__GOAL OF THE EXERCISE__
All of the data that follows should be written out exactly.

__SUPPLIED DATA__

>>>

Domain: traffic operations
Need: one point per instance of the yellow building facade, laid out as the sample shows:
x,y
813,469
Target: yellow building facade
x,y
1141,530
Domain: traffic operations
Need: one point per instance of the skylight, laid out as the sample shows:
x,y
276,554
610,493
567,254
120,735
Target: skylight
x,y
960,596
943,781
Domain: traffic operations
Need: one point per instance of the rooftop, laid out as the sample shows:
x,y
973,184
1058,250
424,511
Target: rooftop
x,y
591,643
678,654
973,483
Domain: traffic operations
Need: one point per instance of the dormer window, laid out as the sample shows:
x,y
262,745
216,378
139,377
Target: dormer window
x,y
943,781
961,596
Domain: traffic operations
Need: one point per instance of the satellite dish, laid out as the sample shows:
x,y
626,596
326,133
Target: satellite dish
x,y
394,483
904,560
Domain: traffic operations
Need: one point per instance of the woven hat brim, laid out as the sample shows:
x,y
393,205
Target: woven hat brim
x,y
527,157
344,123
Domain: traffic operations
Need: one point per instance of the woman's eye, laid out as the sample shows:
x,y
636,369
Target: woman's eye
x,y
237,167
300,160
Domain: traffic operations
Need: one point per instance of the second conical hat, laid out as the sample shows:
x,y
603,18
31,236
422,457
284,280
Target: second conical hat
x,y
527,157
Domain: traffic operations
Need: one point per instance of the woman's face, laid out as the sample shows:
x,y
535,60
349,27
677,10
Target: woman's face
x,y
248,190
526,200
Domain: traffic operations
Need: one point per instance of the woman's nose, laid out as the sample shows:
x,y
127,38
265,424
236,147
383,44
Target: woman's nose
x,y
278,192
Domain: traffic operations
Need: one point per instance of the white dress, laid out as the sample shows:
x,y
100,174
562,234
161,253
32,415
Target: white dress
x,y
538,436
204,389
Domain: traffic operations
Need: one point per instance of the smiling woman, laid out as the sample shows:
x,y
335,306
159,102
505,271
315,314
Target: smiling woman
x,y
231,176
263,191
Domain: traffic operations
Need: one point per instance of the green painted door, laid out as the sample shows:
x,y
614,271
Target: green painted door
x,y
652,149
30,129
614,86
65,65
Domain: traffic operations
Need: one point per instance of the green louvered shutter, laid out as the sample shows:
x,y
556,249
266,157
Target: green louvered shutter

<<<

__EXERCISE RESPONSE__
Domain: traffic operations
Need: one point per instance of the yellow building facade, laid out as the sample shows:
x,y
813,469
Target: yellow building facade
x,y
1141,530
Domain: traffic operations
Need: one point per instance of the skylight, laid out as the sample shows:
x,y
276,554
610,493
567,254
120,735
Target: skylight
x,y
960,596
943,781
Domain: traffic operations
Need: one point per instance of the rooftop, laid out as the sample shows:
x,y
973,184
1058,250
424,511
Target: rooftop
x,y
591,643
678,654
973,483
Domain: traffic operations
Need: one point per instance of the dormer window, laid out as the sample shows:
x,y
262,745
216,378
139,377
Target: dormer window
x,y
943,781
961,596
Domain: traffic operations
Need: one point per instance of the satellite dish, laid out as the sample shows:
x,y
626,596
326,133
Target: satellite dish
x,y
394,483
904,560
Domain: traffic operations
Need: one point per instance of the woven hat brim, laid out as the sample shows:
x,y
393,205
Target: woven hat brim
x,y
527,157
344,123
Domain: traffic operations
Need: one point per instance of the woman's eye, laid out as the sample shows:
x,y
636,369
Target: woman's eye
x,y
237,167
300,160
Domain: traffic operations
Need: one point per instance of the second conical hat, laid out as the sample shows:
x,y
603,18
31,236
422,457
284,280
Target: second conical hat
x,y
527,157
Domain: traffic operations
Need: one point per instance of the woman's face, laid out as the sample shows:
x,y
535,60
349,27
677,10
Target: woman's face
x,y
248,190
526,200
Domain: traffic operations
Need: one point per instance of the woman's nose, laid out as the sample shows:
x,y
127,38
265,424
236,147
383,44
Target: woman's nose
x,y
278,192
Domain: traffic operations
Need: one point per instance of the white dress, laid out as the sample shows:
x,y
100,174
562,234
161,253
32,415
Target: white dress
x,y
538,436
204,389
Domain: traffic operations
Need: one point per instance of the smiling woman, laid out as the sample shows:
x,y
335,306
159,102
505,271
315,314
Target: smiling woman
x,y
231,176
263,191
Domain: traffic operations
Need: one point per instance of the green painted door, laid out as the sample shows:
x,y
614,271
Target: green painted door
x,y
652,149
30,129
614,86
65,65
Domain: traffic operations
Need: one point per instance of the green louvered shutter, laid out as the sample shows:
x,y
556,249
266,157
Target: green louvered shutter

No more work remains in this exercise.